**O problema**:
Escreva a continuação do trecho sobre a situação das mulheres no Brasil, começando logo após a última frase apresentada.

**Trecho do texto**:
·····

O Boletim Especial em 2023, publicado pelo Departamento Intersindical de Estatística e Estudo Socioeconômicos, chamado “As dificuldades das mulheres chefes de família no mercado de trabalho”, traz dados expressivos sobre a realidade enfrentada diariamente pelas mulheres, como:

– Nas eleições de 2022, mesmo com o aumento das candidaturas femininas – 33,3% de registros a mais nas esferas federal, estadual e distrital, segundo a Agência Senado apenas 302 mulheres, no total, conseguiram se eleger para a Câmara dos Deputados, o Senado, Assembleias Legislativas e governos estaduais, enquanto o número de homens eleitos chegou a 1.394;

– No mercado de trabalho, do total da força de trabalho no Brasil, 44,0% eram mulheres, segundo dados da Pesquisa Nacional por Amostra de Domicílio Contínua (Pnad), realizada pelo IBGE (Instituto Brasileiro de Geografia e Estatística), para o 3º trimestre de 2022. Elas, no entanto, eram também a maioria entre os desempregados (55,5%). Em termos de rendimentos, as mulheres ganharam, em média, 21% a menos do que os homens – o equivalente a R$ 2.305,00 para elas e a R$ 2.909,00 para eles. Por setor de atividades, mesmo quando as mulheres eram a maioria, elas recebiam menos, em média;

– Quanto aos arranjos familiares, as famílias monoparentais com filhos e chefia feminina representaram cerca de 14,7% dos arranjos – muito mais comuns do que aquelas com chefia masculina, que representavam 2,3% em 2022. Os arranjos mais vulneráveis são os da chefia feminina com filhos sem cônjuge, principalmente porque a renda do trabalho do domicílio e a renda per capita foram as menores entre os arranjos analisados. No 3º trimestre de 2022, esse tipo de arranjo somou 11,053 milhões de famílias, 61,7% chefiadas por negras (equivalente a 6,8 milhões) e 38,3%, por não negras (que representavam 4,2 milhões).

– De acordo com o Anuário de Segurança Pública 2023, em 2022 a violência contra a mulher cresceu, sendo aumento de 6,1% num total de 1.437 de feminicídios e 1,2% num total de 4.034 homicídios femininos. A tentativa de feminicídio cresce 16,9%. As vítimas de feminicídios são 61,1 % negras e 71,9% têm entre 18 a 44 anos.

·····

**Informações exibidas**:
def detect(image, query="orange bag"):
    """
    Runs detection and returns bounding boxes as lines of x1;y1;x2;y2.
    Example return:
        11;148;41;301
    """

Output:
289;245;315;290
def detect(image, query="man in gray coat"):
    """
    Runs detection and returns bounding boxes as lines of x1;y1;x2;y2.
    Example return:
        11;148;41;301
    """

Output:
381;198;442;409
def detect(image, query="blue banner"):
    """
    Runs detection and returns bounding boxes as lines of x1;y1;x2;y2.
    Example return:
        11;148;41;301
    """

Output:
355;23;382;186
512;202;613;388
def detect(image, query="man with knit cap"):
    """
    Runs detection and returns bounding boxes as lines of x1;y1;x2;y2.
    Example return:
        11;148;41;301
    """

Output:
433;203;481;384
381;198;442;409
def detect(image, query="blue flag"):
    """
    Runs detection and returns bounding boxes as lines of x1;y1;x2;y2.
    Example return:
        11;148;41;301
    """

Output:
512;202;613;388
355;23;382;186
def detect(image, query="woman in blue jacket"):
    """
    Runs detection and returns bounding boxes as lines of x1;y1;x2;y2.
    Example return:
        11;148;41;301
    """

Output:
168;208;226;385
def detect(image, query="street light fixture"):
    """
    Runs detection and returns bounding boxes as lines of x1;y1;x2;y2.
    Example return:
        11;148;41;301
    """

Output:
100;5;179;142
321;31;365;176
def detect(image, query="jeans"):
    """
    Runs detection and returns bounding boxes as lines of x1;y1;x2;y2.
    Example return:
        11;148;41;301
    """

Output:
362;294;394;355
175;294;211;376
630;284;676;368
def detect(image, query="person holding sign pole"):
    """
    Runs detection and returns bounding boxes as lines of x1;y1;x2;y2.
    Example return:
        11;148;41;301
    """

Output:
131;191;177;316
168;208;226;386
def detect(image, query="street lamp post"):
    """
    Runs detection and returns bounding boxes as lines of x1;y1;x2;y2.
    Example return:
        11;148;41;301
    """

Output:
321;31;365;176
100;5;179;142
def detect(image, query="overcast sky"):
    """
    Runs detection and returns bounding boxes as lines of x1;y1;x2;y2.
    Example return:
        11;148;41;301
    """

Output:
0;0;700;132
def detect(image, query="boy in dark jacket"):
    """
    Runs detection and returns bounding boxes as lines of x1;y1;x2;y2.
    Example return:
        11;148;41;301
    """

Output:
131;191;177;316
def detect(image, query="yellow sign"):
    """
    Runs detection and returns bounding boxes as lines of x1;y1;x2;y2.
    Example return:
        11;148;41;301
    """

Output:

·····

**Resposta**:
– Cresce os indicadores de violência doméstica, sendo um aumento de 2,9% num total 245.713 agressões por violência por violência doméstica, de 7,2% num total de 613.529 de ameaças, 8,7% de aumento, com 899.485 chamados ao 190 e quanto a violência psicológica, foram 24.382 ocorrências. Quanto às medidas protetivas, cresceu 13,7% com 445.456 medidas protetivas de urgência concedidas.

Leia mais: O que é ofertado na Proteção Social Básica e na Proteção Social Especial?

O SUAS e os direitos das mulheres

Na atualidade, se dispõe de um conjunto de leis que garante o acesso a direitos sociais das mulheres como estudar, votar e ser votada, direito à proteção da violência doméstica, direito ao trabalho, às leis trabalhistas e outros.

As políticas sociais se organizam e se efetivam através de legislações que preveem os direitos sociais e a proteção social, sendo que no Art. 2 Inciso I da Lei Federal n 8.742/1993, um dos objetivos previstos é a “proteção social, que visa à garantia da vida, à redução de danos e à prevenção da incidência de riscos” (BRASIL, 1993).

As políticas de direitos das mulheres têm impacto no Sistema Único de Assistência Social/SUAS, na medida em que a Norma Operacional Básica/ NOB/2012 prevê no Art. 3 Inciso IV como um dos princípios a “intersetorialidade: integração e articulação da rede socioassistencial com as demais políticas e órgãos setoriais” (BRASIL, 2012).

Nas unidades da rede socioassistencial do SUAS, tanto na proteção social básica, como na proteção social especial de média e alta complexidade, as famílias na sua maioria, são representadas por mulheres chefes de família.

De acordo do site do MDS, no programa de transferência do Governo Federal, a ampla maioria dos lares tem uma mulher como responsável familiar. Na folha de pagamento de março de 2023, 81,2% dos benefícios concedidos estão em nome das mulheres. São 17,2 milhões do total de 21,1 milhões de famílias beneficiárias neste mês.

Os trabalhadores do SUAS precisam conhecer as legislações, na medida em que a maioria dos usuários que chegam até as unidades da rede socioassistencial são mulheres, que necessitam orientações e encaminhamentos precisos e atualizados.

Leia também: Mobilização pelo fim da violência contra as mulheres: como a Assistência Social pode ser uma ferramenta?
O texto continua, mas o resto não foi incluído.